> WHAT IS ASKED:
Return each line of the data below that contains the word "blurred".

────────

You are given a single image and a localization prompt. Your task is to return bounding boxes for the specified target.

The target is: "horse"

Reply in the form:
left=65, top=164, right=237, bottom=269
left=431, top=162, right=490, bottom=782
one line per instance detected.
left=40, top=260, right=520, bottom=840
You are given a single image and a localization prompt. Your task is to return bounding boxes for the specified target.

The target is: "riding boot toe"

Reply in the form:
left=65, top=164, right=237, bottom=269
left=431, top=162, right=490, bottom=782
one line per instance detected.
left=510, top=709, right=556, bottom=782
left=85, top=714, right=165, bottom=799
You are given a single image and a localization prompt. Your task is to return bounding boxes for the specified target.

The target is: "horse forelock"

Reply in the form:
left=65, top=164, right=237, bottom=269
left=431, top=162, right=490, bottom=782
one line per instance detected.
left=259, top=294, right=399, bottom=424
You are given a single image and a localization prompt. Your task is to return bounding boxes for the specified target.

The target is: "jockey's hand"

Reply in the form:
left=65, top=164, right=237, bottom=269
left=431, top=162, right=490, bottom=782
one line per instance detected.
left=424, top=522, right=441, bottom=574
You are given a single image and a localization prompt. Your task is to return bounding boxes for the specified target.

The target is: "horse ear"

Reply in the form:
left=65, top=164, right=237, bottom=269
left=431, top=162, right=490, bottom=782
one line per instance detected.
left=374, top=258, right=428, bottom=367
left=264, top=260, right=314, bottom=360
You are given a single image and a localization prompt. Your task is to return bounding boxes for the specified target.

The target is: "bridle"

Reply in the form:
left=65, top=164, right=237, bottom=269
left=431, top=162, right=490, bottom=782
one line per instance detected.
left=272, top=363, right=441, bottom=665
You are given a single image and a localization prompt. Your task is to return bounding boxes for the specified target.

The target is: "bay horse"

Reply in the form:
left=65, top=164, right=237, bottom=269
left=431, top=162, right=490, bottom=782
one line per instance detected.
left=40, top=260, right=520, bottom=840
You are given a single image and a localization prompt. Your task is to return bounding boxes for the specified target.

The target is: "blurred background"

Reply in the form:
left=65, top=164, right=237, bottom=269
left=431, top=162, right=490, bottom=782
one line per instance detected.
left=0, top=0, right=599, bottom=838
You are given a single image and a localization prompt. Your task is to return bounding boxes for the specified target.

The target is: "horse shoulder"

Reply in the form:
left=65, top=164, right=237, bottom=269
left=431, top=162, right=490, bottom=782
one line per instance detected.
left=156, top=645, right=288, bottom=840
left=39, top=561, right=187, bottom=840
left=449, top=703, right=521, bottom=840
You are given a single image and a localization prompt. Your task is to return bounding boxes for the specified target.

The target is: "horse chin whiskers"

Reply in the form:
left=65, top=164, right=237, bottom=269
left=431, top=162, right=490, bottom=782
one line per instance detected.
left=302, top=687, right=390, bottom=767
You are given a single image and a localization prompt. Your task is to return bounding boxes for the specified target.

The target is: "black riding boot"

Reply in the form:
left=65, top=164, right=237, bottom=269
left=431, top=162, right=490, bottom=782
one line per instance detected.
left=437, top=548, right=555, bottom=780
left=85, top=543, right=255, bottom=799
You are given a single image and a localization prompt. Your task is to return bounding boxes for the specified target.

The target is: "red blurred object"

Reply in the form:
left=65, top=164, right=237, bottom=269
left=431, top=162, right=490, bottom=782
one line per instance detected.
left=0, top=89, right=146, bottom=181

────────

> TASK SOLUTION:
The target is: "blurred background"
The target is: "red blurred object"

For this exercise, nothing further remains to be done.